→ Text passage:
In [None]:
# default_exp collect_data
# all_data

In [None]:
# hide
%load_ext autoreload
%autoreload 2

The autoreload extension is already loaded. To reload it, use:
  %reload_ext autoreload


# Collecting the data

> This notebook covers collecting the Reddit data.

## Variables

In [None]:
SUBREDDIT = 'politics'

## Imports

In [None]:
# export
from psaw import PushshiftAPI
from tqdm import tqdm
import datetime as dt
import json
import pandas as pd
import os

## Run query

### Lexeme-based

In [None]:
# export
def query_lexeme(lex, year):
    api = PushshiftAPI()
    gen = api.search_comments(
        q = lex,
        after = int(dt.datetime(year, 1, 1).timestamp()),
        before = int(dt.datetime(year, 12, 31).timestamp())
    )
    return gen

In [None]:
gen = query_lexeme('Anglo-Saxon', 2006)
next(gen)

### Subreddit-based

In [None]:
# export
def query_subr(subreddit):
    api = PushshiftAPI()
    gen = api.search_comments(
        subreddit=subreddit
    )
    return gen

In [None]:
# export
def query_subr_year(subreddit, year):
    api = PushshiftAPI()

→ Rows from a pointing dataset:

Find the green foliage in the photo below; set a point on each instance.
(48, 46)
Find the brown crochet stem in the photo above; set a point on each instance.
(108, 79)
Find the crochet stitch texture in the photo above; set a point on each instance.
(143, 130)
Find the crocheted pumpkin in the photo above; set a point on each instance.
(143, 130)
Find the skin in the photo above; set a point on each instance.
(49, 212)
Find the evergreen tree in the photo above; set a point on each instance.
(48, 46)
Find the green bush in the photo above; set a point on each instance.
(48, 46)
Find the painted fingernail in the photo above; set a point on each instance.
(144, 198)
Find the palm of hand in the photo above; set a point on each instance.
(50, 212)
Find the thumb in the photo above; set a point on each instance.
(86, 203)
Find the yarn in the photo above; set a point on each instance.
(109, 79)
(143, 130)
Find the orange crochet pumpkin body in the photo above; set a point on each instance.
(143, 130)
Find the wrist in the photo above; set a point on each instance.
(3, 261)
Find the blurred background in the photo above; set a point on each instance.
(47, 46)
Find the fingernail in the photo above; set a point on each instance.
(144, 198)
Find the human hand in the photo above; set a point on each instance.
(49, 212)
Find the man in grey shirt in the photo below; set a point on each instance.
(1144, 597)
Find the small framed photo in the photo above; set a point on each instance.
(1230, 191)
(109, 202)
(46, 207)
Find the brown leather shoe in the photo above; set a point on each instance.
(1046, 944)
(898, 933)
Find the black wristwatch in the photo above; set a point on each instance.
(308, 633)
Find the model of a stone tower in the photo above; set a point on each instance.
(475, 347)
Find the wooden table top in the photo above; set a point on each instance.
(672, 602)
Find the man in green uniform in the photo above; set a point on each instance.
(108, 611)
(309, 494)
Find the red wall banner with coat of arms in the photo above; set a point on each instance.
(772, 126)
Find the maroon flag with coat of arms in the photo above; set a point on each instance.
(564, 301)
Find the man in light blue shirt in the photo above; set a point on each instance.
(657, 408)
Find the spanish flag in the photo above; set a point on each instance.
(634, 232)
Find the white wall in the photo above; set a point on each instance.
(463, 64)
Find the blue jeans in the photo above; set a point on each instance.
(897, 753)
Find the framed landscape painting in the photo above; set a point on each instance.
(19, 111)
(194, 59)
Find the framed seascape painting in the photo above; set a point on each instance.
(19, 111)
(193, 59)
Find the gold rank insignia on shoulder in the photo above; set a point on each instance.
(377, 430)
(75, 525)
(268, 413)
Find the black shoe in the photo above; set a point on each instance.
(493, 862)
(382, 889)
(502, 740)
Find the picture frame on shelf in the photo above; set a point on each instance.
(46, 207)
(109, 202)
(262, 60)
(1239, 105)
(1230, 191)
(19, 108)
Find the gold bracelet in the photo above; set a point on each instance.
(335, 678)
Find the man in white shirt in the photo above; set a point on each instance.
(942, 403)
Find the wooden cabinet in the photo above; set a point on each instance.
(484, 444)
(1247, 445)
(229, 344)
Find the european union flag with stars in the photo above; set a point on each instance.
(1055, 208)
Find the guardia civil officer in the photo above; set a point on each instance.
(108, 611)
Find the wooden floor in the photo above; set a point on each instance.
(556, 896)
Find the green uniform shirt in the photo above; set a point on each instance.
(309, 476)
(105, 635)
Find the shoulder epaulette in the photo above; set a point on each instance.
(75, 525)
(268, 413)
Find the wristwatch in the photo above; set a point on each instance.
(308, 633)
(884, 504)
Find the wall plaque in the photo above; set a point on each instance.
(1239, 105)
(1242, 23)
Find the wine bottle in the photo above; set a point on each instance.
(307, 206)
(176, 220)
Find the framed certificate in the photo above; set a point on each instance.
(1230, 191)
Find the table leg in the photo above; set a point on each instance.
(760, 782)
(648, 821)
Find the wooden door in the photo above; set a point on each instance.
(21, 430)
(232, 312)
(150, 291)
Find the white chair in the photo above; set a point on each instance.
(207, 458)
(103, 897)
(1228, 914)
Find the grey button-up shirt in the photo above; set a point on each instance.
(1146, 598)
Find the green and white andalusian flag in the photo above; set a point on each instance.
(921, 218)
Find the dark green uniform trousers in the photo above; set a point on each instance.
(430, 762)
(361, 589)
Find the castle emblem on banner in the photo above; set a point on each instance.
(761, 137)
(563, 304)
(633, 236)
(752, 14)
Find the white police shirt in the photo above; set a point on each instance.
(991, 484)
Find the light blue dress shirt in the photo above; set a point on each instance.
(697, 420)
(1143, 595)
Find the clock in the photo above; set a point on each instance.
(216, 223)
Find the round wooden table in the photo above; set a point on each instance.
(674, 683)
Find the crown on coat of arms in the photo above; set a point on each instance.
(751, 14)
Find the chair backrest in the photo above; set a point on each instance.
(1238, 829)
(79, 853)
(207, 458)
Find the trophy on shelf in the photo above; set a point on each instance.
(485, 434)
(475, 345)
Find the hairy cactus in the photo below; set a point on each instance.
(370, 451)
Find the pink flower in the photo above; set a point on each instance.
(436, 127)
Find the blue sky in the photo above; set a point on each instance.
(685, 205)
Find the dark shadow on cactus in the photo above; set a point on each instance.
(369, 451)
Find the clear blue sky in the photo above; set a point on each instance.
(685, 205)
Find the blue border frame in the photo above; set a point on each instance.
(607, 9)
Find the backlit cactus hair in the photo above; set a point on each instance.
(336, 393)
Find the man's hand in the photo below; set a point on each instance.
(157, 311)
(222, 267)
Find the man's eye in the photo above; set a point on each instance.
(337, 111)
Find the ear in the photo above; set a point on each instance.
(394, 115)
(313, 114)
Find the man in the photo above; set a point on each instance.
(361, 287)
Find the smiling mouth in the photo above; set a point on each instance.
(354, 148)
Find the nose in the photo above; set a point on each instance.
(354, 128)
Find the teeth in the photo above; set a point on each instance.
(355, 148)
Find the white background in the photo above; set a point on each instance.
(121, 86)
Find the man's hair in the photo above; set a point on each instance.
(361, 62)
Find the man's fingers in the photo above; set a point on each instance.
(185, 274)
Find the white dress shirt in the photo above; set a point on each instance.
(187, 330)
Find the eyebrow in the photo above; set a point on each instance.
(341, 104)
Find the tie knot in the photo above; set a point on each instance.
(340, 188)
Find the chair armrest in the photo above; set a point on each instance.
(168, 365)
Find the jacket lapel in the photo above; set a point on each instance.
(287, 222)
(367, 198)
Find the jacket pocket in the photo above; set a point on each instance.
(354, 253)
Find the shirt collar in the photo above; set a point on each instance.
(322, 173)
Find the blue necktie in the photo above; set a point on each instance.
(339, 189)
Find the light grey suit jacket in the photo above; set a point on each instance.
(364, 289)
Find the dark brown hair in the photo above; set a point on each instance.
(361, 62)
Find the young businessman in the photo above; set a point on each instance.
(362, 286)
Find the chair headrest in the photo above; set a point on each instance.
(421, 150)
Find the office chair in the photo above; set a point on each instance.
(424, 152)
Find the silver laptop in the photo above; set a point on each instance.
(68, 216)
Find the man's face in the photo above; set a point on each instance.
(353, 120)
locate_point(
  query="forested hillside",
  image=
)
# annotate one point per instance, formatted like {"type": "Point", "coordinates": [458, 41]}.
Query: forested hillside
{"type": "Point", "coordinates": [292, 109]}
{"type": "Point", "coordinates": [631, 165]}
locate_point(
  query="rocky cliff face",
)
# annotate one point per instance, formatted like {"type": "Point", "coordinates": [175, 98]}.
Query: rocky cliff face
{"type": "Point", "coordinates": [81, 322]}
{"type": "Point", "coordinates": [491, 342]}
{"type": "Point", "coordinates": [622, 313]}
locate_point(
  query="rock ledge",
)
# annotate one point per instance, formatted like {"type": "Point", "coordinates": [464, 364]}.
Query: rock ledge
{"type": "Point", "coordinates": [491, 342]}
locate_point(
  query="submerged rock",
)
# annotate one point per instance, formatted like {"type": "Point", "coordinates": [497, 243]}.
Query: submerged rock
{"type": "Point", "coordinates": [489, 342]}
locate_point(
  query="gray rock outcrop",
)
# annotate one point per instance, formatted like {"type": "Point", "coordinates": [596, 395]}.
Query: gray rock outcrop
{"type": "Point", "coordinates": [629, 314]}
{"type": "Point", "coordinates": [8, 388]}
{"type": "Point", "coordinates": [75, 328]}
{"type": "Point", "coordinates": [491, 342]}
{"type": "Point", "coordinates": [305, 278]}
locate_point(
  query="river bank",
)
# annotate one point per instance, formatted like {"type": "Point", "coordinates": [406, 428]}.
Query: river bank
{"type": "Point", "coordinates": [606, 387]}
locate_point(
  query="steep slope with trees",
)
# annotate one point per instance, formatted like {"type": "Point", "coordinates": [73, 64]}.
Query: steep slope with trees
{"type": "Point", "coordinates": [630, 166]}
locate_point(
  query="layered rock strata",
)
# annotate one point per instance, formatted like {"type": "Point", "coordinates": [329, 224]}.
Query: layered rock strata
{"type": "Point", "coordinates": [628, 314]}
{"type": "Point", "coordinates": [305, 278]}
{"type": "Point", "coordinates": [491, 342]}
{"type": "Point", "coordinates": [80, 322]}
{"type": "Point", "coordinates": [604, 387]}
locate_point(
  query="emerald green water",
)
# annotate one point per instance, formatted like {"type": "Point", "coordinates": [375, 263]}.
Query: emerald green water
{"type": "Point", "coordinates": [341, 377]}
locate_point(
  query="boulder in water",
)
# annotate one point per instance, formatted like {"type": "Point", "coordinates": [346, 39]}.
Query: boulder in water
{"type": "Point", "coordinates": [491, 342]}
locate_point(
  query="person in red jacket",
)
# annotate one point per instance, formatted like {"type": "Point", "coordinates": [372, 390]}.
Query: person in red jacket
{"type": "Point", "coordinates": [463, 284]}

→ Jobs:
**1.** Name every module that the Reddit data notebook imports from or imports directly.
**2.** Answer these questions from the Reddit data notebook, one per line:
(a) What value is assigned to SUBREDDIT?
(b) Which lexeme and year does the example call to query_lexeme use?
(c) What command does the notebook output give for reloading the autoreload extension?
**3.** Write the next lines of the Reddit data notebook, picking up right after its last line.

→ Expected answers:
**1.** psaw, tqdm, datetime, json, pandas, os

**2.**
(a) 'politics'
(b) 'Anglo-Saxon' and 2006
(c) %reload_ext autoreload

**3.**
    gen = api.search_comments(
        subreddit = subreddit,
        after = int(dt.datetime(int(year), 1, 1).timestamp()),
        before = int(dt.datetime(int(year), 12, 31).timestamp())
    )
    return gen

## Collect results

In [None]:
# export
def get_results(gen, limit):
    cache = []
    for c in tqdm(gen, total=limit):
        cache.append(c)
        if len(cache) >= limit:
            break
    return cache

In [None]:
results = get_results(query_gen, 100)

In [None]:
assert len(results) == 100

## Convert to DF

In [None]:
# export
def conv_results_to_df(results):
    df = pd.DataFrame([thing.d_ for thing in results])
    return df

In [None]:
comments = conv_results_to_df(results)

In [None]:
assert comments.shape == (100, 23)

In [None]:
comments['body']

## Write out comments

In [None]:
# export
def comm_subr_to_csv(comments, subreddit='NaN', limit='NaN', year='NaN'):
    dir_out = f'data/subreddit/{subreddit}'
    if not os.path.exists(dir_out):
        os.makedirs(dir_out)
    comments.to_csv(
        f'{dir_out}/{limit}_{year}.csv',
        index=False
    )        

In [None]:
comm_subr_to_csv(comments, 'politics', 100, '2007')

## Pipeline function

In [None]:
# export
def get_subr_year(subreddit, year, limit):
    query_gen = query_subr(subreddit, year)
    results = get_results(query_gen, limit)
    comments = conv_results_to_df(results)
    comm_subr_to_csv(comments, subreddit, limit, year)

## Export notebooks

In [None]:
# hide
from nbdev.export import notebook2script
notebook2script()